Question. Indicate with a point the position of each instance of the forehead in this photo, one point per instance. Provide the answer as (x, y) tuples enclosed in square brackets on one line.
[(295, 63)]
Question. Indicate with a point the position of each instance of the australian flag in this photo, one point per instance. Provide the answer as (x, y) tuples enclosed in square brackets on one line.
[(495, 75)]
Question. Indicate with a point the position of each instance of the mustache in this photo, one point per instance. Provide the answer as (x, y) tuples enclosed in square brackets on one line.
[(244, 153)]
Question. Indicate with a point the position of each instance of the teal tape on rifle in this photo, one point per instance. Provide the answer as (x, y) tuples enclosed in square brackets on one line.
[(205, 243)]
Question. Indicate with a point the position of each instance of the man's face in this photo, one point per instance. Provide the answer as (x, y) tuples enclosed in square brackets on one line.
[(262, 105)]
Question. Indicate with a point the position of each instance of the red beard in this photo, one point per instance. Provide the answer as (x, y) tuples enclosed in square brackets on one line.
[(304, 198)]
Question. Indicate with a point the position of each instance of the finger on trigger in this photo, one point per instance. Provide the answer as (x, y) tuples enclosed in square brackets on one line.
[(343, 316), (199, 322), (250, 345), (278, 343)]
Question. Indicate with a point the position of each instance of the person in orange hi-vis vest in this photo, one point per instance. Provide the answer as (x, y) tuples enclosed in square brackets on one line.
··········
Can you write out the data above again, swapping every "Indicate" for "Mark" and leaving everything else untouched?

Question. Mark with a point the position of each instance of the forehead in this photo, one point per instance. Provide the answer as (x, y) tuples enclosed in square brackets on one line.
[(295, 63)]
Question. Mark with a point the position of each instance of the australian flag in this photo, one point per instance. Provide the answer as (x, y) tuples enclosed in square brackets on one line.
[(495, 75)]
Question. Mark with a point the position of each instance of the mustache in this photo, one point per instance. Provide the answer as (x, y) tuples enclosed in square brackets on one line.
[(244, 153)]
Question. Mark with a point the position of each instance of the teal tape on rifle in this photo, one point per instance. Provide the answer as (x, y) tuples enclosed in square brackets on one line.
[(205, 243)]
Question. Mark with a point the position of each instance of the man's face in this photo, one point per instance. Provide the answer as (x, y) tuples enclosed in square brackets on one line.
[(262, 105)]
Question. Mark with a point the position of each instance of the red beard in this photo, one point per instance. Provide the answer as (x, y) tuples enclosed in square brackets on one line.
[(304, 198)]
Question. Mark with a point the position of each instance of the finger on trigger in this photo, one point per instance. Provide the answer as (x, y) tuples enclosed in square brackets on one line.
[(343, 316), (199, 322), (250, 345), (278, 343)]
Question. Mark with a point the position of each instance of the person in orange hi-vis vest in this photo, one point per instance. Provide the answer as (x, y) tuples enclosed in square brackets on one line.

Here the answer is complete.